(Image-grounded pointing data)
-=-=-

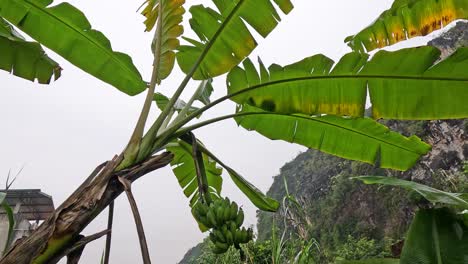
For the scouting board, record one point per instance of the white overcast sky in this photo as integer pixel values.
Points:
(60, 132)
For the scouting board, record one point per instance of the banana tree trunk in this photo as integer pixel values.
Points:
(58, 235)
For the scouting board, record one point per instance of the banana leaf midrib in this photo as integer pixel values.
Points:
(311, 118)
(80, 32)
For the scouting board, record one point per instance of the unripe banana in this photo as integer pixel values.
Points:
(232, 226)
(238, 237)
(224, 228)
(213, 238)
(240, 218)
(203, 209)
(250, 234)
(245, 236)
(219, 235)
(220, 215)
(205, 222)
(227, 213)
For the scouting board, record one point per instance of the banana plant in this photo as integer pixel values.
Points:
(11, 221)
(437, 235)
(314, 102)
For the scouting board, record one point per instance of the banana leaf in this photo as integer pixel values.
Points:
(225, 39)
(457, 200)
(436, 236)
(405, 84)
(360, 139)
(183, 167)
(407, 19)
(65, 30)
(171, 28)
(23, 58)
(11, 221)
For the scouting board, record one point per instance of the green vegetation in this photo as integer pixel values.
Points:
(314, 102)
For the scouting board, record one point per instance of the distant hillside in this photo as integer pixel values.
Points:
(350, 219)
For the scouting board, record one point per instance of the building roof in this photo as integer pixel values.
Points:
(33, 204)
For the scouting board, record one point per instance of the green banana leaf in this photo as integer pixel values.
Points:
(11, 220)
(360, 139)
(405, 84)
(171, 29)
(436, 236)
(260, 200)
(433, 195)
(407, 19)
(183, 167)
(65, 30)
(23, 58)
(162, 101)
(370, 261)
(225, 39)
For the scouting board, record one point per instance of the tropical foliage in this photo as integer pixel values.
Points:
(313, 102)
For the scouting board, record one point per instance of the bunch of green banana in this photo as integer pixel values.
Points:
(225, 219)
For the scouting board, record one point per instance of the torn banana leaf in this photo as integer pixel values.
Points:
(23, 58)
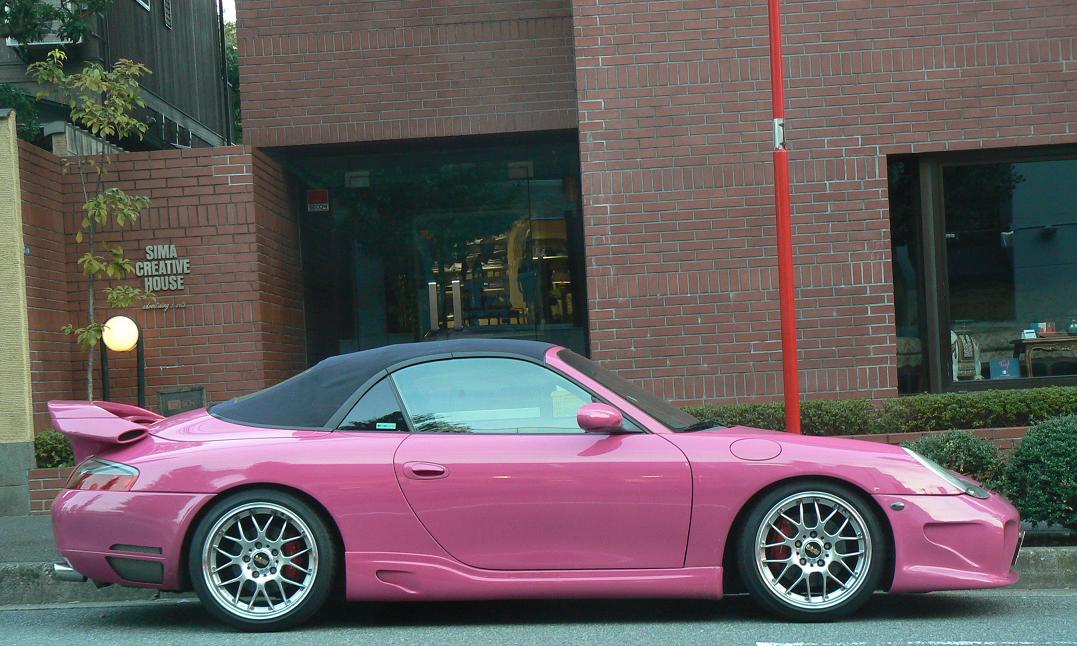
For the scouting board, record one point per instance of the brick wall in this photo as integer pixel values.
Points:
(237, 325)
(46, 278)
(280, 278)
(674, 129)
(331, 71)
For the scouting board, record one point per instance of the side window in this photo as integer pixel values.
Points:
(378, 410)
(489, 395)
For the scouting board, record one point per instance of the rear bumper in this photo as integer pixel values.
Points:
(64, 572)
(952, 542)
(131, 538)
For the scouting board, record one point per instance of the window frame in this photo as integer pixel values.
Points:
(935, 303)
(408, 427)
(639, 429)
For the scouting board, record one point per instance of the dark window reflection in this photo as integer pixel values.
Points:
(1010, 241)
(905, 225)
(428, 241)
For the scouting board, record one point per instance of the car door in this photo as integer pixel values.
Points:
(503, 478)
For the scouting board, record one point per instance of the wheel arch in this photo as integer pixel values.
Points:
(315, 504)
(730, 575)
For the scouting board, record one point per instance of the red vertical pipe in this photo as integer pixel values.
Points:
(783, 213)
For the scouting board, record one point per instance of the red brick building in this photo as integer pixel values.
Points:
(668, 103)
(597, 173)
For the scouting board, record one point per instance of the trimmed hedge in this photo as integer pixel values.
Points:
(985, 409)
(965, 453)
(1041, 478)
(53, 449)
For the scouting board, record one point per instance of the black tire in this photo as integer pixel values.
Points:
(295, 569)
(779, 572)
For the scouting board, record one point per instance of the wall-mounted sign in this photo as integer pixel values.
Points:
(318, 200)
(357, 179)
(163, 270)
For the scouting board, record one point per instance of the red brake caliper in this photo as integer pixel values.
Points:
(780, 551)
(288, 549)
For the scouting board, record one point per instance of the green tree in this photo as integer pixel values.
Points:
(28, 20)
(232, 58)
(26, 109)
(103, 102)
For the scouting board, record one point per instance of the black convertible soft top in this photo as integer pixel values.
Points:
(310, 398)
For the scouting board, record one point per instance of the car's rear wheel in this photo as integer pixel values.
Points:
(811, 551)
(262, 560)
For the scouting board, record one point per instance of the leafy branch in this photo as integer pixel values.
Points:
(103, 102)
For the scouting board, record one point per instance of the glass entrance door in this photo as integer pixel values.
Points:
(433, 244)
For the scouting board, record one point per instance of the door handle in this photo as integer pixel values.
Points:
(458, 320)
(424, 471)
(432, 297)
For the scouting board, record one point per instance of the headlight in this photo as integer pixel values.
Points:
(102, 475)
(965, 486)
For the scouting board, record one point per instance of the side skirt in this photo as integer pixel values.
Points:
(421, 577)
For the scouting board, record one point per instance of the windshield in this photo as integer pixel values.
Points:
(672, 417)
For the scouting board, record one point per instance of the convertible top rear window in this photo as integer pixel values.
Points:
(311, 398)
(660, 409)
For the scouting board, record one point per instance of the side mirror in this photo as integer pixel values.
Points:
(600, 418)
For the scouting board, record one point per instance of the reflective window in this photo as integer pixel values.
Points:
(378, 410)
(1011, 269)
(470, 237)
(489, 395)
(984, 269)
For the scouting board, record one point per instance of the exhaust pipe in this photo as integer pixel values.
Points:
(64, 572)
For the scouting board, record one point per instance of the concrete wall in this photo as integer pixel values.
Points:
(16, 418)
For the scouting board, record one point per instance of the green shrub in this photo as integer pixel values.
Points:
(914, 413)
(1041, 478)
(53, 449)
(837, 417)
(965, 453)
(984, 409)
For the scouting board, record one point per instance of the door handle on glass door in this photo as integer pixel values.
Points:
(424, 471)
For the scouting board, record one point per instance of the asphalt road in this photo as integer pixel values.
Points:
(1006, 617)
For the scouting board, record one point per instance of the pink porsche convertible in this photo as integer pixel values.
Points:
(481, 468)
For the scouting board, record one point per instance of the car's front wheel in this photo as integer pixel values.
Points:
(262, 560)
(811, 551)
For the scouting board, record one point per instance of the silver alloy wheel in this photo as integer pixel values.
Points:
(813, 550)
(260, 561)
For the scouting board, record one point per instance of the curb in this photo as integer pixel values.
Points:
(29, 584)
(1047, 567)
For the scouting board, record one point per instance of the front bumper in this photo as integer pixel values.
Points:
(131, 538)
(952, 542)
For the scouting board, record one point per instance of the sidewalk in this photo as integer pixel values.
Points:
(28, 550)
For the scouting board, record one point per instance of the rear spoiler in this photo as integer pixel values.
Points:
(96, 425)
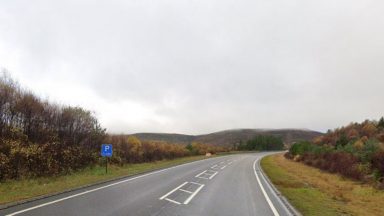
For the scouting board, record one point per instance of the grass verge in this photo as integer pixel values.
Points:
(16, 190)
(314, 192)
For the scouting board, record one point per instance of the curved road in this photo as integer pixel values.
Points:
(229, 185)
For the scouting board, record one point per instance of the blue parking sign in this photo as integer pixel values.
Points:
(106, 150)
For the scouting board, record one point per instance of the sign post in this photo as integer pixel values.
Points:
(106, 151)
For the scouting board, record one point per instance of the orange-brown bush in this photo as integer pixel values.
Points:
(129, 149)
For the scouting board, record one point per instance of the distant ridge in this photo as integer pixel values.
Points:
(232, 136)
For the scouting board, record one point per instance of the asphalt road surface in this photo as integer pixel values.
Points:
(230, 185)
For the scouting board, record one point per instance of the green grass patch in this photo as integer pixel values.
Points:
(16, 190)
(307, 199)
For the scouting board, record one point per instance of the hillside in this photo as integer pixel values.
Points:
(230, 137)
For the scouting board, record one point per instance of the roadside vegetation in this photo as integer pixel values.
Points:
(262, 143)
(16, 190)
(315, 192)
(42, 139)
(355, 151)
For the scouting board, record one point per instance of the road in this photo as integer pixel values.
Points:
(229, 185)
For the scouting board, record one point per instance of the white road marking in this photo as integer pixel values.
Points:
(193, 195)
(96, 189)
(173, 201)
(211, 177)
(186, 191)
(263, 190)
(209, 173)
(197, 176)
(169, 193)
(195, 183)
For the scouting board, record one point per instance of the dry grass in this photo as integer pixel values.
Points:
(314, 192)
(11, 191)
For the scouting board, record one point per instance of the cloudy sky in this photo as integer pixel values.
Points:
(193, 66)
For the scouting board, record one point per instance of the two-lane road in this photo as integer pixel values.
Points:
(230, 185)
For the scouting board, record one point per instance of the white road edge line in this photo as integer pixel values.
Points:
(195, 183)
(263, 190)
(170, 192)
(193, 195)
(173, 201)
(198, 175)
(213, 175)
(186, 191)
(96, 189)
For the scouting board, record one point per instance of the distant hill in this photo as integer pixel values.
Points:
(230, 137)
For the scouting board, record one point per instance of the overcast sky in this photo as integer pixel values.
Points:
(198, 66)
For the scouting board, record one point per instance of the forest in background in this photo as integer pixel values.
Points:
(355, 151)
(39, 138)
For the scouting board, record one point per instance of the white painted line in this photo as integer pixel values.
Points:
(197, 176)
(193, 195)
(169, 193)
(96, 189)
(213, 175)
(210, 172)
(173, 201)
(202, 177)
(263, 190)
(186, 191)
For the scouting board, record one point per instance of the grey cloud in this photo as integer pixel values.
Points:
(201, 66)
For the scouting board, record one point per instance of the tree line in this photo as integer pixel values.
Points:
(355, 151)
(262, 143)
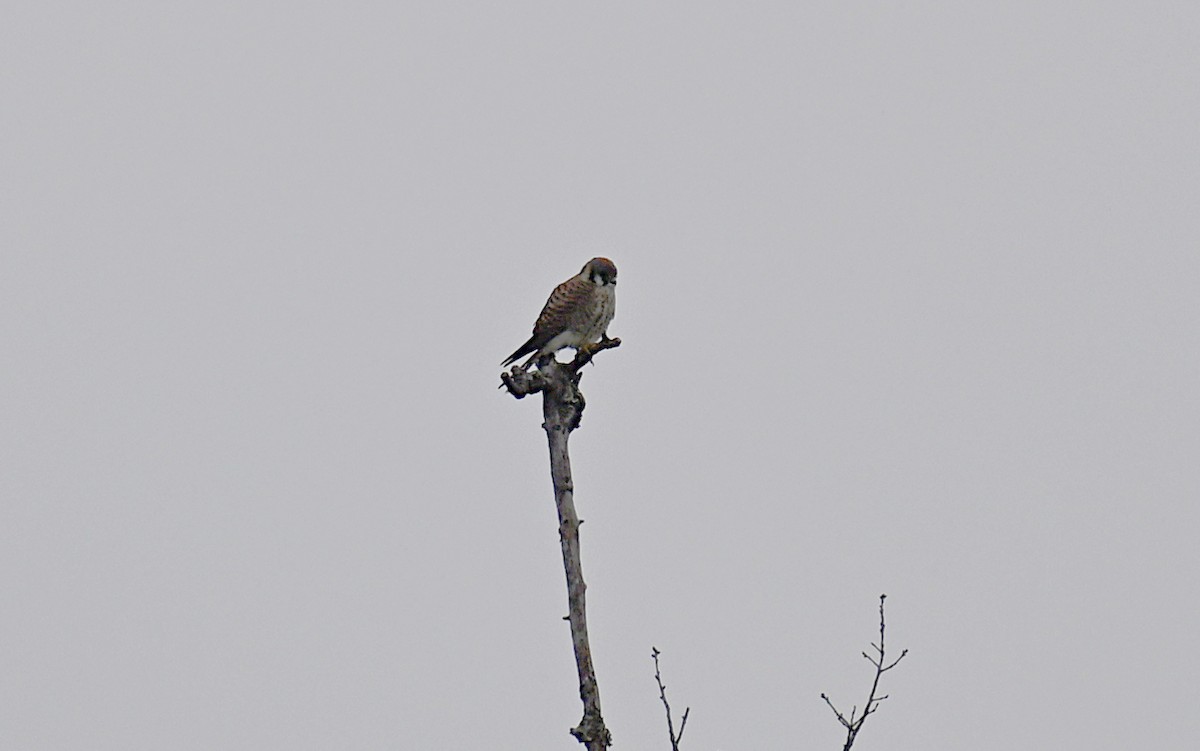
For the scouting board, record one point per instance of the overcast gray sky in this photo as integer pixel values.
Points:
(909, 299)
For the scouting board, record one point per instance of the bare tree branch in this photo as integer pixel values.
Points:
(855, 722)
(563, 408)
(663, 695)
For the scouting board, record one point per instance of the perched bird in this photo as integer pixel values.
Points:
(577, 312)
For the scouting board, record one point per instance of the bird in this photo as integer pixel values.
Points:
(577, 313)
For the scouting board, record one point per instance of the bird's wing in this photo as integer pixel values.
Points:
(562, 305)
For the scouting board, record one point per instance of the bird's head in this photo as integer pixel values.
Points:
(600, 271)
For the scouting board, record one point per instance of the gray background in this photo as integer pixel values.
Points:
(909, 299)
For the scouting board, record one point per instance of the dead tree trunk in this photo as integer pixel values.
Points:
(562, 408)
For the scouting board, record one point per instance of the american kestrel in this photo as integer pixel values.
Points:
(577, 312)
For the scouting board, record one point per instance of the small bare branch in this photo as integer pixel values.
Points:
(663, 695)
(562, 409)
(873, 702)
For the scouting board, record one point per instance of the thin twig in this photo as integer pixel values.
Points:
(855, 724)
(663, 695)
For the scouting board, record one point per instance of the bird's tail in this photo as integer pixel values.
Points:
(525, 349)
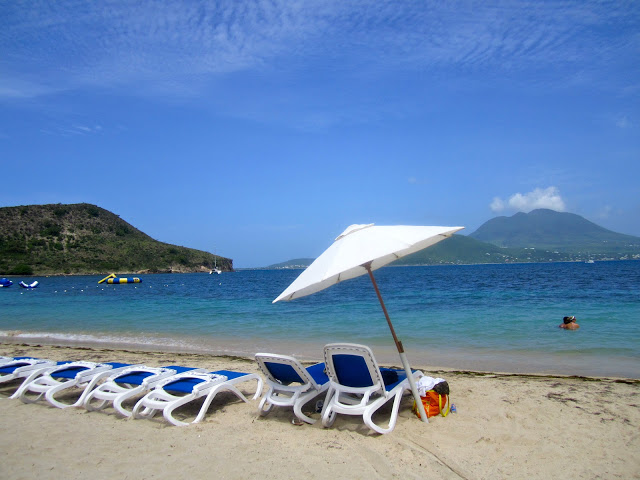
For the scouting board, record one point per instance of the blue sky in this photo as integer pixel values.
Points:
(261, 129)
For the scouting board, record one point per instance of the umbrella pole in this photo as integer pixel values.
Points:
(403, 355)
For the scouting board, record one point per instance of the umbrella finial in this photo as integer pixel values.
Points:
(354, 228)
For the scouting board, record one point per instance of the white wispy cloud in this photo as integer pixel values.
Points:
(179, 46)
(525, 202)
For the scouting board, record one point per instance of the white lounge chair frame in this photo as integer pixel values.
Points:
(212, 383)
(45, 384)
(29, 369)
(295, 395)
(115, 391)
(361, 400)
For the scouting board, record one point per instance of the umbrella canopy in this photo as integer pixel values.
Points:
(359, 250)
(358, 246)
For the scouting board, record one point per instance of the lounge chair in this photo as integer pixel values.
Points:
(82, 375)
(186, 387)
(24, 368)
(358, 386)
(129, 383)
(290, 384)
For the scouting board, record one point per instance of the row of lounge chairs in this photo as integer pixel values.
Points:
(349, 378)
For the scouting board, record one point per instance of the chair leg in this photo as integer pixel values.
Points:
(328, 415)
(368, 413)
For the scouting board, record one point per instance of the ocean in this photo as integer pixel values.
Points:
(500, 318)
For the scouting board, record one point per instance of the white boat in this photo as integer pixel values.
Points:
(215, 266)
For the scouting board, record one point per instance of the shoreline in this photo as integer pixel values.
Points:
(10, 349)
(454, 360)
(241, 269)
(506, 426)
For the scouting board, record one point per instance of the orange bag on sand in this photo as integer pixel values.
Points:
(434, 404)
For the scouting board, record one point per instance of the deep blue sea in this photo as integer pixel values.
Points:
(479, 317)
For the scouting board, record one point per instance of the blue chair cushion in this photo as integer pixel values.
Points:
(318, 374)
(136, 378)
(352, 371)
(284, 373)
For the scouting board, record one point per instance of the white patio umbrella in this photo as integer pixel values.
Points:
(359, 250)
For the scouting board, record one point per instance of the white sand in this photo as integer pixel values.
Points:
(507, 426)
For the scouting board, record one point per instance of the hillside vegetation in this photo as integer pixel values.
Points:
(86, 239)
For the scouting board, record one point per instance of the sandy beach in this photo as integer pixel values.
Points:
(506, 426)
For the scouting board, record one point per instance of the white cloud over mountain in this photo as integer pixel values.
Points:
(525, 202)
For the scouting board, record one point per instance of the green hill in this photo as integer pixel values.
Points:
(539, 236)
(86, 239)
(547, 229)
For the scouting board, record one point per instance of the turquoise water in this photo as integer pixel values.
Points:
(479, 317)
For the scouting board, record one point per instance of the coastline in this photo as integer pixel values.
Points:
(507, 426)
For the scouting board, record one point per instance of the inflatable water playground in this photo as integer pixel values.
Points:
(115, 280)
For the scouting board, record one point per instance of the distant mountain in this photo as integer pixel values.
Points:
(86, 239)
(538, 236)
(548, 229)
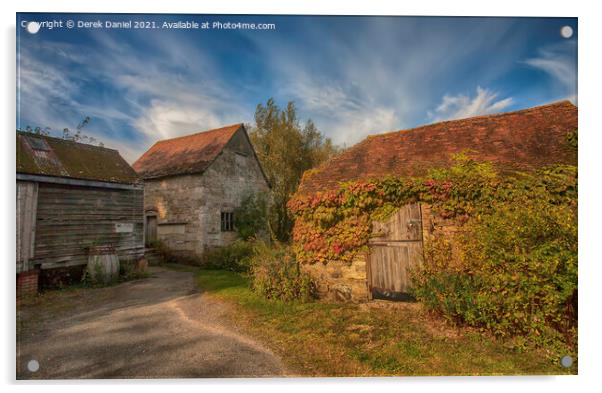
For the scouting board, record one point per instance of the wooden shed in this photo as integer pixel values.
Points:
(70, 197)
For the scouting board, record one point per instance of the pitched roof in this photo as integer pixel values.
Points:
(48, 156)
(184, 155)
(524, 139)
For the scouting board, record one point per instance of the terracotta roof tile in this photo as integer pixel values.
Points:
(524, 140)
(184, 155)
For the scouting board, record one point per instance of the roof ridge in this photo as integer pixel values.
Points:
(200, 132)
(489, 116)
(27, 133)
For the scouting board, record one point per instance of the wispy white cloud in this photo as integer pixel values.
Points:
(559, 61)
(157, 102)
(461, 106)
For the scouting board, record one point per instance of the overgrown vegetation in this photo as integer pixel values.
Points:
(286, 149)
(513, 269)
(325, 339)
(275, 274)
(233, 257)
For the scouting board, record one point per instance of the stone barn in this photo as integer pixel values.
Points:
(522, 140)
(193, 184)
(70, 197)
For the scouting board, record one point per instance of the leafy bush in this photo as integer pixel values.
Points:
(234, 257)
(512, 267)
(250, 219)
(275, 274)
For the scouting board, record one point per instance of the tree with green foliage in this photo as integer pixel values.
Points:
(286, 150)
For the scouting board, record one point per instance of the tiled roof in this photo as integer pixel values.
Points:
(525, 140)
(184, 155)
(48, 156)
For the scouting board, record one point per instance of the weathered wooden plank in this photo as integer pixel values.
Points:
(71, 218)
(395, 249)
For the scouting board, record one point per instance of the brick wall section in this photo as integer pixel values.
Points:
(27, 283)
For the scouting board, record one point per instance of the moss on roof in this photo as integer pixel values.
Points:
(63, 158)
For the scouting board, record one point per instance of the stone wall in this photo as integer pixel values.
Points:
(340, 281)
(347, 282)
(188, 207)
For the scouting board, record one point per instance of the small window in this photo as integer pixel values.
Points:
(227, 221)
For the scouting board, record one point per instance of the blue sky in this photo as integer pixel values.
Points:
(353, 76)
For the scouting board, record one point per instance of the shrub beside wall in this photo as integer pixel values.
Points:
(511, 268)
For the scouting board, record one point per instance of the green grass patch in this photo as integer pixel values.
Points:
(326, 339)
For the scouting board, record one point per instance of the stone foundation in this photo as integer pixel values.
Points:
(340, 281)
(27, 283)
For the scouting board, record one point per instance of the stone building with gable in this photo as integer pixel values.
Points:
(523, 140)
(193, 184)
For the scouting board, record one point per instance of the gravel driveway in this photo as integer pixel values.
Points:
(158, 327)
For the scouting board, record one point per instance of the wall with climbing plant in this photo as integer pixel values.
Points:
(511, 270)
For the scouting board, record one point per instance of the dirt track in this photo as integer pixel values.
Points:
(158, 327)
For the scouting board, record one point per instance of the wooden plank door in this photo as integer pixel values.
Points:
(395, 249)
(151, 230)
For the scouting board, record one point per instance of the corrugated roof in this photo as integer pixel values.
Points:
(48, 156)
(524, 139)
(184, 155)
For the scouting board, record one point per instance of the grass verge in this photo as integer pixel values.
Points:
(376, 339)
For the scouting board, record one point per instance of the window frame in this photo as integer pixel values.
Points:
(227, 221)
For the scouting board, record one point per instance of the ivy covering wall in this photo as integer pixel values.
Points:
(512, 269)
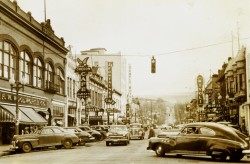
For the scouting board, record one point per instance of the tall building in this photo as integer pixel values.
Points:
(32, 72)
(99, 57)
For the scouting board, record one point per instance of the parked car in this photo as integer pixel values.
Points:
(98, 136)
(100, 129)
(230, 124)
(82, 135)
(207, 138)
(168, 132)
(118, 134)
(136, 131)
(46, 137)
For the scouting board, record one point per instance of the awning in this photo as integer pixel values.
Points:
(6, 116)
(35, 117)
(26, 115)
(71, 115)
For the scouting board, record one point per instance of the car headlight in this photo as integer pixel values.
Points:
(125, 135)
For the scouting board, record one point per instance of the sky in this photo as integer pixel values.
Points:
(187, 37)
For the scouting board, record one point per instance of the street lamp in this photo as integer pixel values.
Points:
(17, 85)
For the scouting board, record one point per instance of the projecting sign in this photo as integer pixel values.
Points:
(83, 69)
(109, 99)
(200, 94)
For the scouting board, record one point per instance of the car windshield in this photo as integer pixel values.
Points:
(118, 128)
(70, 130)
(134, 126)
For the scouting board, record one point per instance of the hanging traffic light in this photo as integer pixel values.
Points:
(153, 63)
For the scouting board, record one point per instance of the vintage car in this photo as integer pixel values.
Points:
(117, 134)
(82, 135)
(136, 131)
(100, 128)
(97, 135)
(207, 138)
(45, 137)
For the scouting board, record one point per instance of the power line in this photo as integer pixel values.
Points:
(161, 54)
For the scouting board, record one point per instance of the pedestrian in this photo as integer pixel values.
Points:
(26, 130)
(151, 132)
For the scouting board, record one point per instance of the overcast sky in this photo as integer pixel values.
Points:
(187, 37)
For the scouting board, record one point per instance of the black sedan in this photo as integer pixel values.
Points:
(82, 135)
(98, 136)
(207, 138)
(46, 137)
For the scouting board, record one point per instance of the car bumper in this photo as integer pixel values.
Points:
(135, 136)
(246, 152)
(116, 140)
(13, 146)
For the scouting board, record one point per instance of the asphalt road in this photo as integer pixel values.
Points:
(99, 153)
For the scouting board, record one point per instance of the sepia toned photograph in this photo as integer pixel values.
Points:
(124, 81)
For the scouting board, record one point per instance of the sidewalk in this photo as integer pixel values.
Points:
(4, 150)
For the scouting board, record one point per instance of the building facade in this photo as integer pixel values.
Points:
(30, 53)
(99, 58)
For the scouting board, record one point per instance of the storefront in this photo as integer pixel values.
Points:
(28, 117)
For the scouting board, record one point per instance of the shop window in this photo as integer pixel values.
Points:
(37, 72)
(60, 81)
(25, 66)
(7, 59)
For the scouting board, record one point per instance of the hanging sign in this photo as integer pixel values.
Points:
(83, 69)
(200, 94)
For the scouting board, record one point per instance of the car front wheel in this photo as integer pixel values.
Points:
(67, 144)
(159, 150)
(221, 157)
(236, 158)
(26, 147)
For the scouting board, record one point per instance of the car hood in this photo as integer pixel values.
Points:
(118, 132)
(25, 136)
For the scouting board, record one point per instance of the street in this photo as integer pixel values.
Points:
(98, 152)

-=-=-

* Required action *
Only the number is needed. Say how many lines of the entries contain "vegetation".

* Result of the task *
4